THE RECORDS:
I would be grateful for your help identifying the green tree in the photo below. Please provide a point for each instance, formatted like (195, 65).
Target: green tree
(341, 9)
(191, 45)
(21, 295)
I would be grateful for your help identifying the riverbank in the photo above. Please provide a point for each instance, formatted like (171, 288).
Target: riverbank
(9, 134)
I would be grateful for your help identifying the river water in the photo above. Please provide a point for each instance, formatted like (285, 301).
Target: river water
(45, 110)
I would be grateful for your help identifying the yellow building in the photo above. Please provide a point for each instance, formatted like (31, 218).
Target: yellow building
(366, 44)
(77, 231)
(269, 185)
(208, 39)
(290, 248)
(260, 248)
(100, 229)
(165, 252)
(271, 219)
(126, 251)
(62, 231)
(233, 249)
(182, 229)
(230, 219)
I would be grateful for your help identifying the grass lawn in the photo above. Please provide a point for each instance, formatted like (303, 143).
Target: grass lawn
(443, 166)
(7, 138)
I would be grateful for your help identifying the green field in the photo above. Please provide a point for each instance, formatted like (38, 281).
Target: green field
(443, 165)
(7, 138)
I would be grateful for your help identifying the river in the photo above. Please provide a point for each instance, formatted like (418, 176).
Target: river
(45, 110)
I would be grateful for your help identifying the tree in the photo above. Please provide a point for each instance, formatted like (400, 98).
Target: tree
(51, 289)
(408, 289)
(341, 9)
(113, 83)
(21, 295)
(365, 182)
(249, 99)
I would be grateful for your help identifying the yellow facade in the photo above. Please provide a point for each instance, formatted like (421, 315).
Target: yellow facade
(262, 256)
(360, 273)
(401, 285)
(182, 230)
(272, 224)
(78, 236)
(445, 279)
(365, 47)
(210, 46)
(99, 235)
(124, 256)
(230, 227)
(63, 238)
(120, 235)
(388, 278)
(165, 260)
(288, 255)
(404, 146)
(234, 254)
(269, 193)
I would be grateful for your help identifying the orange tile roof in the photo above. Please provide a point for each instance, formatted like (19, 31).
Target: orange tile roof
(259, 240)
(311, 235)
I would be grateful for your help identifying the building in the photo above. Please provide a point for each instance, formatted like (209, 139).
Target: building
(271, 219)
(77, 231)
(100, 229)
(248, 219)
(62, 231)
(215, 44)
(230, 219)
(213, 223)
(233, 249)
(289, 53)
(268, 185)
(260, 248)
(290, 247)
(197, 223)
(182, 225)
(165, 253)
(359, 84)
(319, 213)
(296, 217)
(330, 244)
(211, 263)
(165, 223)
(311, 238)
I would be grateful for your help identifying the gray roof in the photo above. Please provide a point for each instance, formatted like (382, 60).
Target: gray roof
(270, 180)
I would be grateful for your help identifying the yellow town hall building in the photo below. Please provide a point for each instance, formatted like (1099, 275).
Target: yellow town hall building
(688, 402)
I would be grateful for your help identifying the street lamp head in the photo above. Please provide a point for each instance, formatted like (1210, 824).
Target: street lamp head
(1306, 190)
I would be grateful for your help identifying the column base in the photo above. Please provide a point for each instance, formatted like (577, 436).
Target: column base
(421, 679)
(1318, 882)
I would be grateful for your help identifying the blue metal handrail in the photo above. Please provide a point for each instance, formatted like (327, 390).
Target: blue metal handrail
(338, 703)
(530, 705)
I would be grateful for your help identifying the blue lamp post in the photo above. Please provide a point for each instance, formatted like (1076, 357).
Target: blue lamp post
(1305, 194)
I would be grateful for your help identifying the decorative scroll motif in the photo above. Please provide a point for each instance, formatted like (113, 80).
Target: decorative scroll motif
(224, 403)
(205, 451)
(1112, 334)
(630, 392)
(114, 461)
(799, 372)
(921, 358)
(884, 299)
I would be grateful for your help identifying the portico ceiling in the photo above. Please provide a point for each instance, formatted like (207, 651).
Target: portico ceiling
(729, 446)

WHAT TO DO: Convert every line of the rows above into a JSON list of strings, one string per line, and leave out any blank lines.

TASK ANSWER:
[
  "I would be grateful for your help identifying the green tree in the photo below. Please provide a point for each instance, formatted like (195, 65).",
  "Target: green tree",
  "(341, 9)",
  "(191, 45)",
  "(21, 295)",
  "I would be grateful for your help identifying the riverbank in the photo above. Please provide a point for each instance, formatted like (171, 288).",
  "Target: riverbank",
  "(9, 134)",
  "I would be grateful for your help identifying the river water in the photo above. Please provide a point for each instance, formatted like (285, 301).",
  "Target: river water",
  "(45, 110)",
  "I would be grateful for your help identifying the yellow building in the photo above. Please provide a point for each instance, formatted like (31, 218).",
  "Target: yellow building",
  "(366, 44)",
  "(77, 231)",
  "(269, 185)",
  "(208, 39)",
  "(290, 248)",
  "(260, 248)",
  "(100, 229)",
  "(165, 252)",
  "(271, 219)",
  "(126, 251)",
  "(62, 231)",
  "(233, 249)",
  "(182, 229)",
  "(230, 219)",
  "I would be grateful for your help identifying the grass lawn in the photo above. Please provide a point for each instance, formatted like (303, 143).",
  "Target: grass lawn",
  "(443, 166)",
  "(7, 138)",
  "I would be grateful for your help identifying the green field in the photo above. Please provide a point for each instance, formatted like (38, 281).",
  "Target: green field",
  "(443, 165)",
  "(7, 138)",
  "I would be grateful for your help identifying the river in the photo above. Please provide a point for each instance, formatted like (418, 176).",
  "Target: river",
  "(45, 110)",
  "I would be grateful for your help identifying the tree in the photo above. Please provide a point for each instance, formatted like (400, 98).",
  "Target: tree",
  "(51, 289)",
  "(408, 289)",
  "(341, 9)",
  "(113, 83)",
  "(21, 295)",
  "(365, 182)",
  "(249, 99)",
  "I would be grateful for your help identifying the yellow facade in the photo above. Please provide a point for each instance, formatted like (421, 315).",
  "Target: yellow facade",
  "(262, 256)",
  "(360, 273)",
  "(401, 285)",
  "(182, 230)",
  "(272, 224)",
  "(78, 236)",
  "(445, 279)",
  "(365, 47)",
  "(210, 46)",
  "(99, 235)",
  "(124, 256)",
  "(230, 227)",
  "(63, 238)",
  "(120, 235)",
  "(388, 278)",
  "(165, 260)",
  "(288, 255)",
  "(404, 146)",
  "(234, 254)",
  "(269, 193)",
  "I would be grateful for your help identifying the orange tile roof in the photo above. Please provide a point for each instance, formatted like (19, 31).",
  "Target: orange tile roof",
  "(259, 240)",
  "(311, 235)",
  "I would be grateful for your help identifying the building in the photo above. Please provide a point for each instance, formatted like (209, 139).",
  "Target: building",
  "(271, 219)",
  "(77, 231)",
  "(100, 229)",
  "(248, 219)",
  "(62, 231)",
  "(215, 44)",
  "(230, 219)",
  "(213, 223)",
  "(233, 249)",
  "(289, 53)",
  "(268, 185)",
  "(260, 248)",
  "(290, 247)",
  "(197, 223)",
  "(182, 225)",
  "(165, 253)",
  "(359, 84)",
  "(319, 213)",
  "(296, 217)",
  "(330, 244)",
  "(211, 263)",
  "(165, 223)",
  "(311, 238)",
  "I would be grateful for your help identifying the gray roof in the photo above. Please provide a point for each instance, formatted like (382, 60).",
  "Target: gray roof",
  "(270, 180)",
  "I would be grateful for your help identifying the yellow town hall building in the photo below. Please provide a point for each instance, formatted like (1099, 275).",
  "Target: yellow town hall building",
  "(688, 402)",
  "I would be grateful for your help identifying the street lamp head in the photo above. Please provide a point for each instance, formatted like (1210, 824).",
  "Target: street lamp head",
  "(1306, 190)",
  "I would be grateful for your help identifying the column base in the photo above. Please provide a point for each instance, formatted like (577, 436).",
  "Target: column base",
  "(421, 679)",
  "(1318, 882)",
  "I would be grateful for your help identifying the blue metal handrail in the photo above. Please provide a point for each instance, formatted like (327, 390).",
  "Target: blue metal handrail",
  "(338, 703)",
  "(530, 705)",
  "I would be grateful for your help identifying the blue lamp post in the photo above. Please provide a point for each instance, formatted like (1076, 357).",
  "Target: blue lamp post",
  "(1305, 194)",
  "I would be grateful for your help identifying the decorative scroll motif in the photo above. Please provide a point for each instance, formatted like (113, 80).",
  "Target: decorative scroll motif",
  "(224, 403)",
  "(205, 451)",
  "(1112, 334)",
  "(630, 392)",
  "(114, 461)",
  "(799, 372)",
  "(921, 358)",
  "(884, 299)",
  "I would be grateful for your help identifying the portico ceiling in the photo above. Please provide a point for each instance, formatted like (207, 651).",
  "Target: portico ceiling",
  "(729, 446)"
]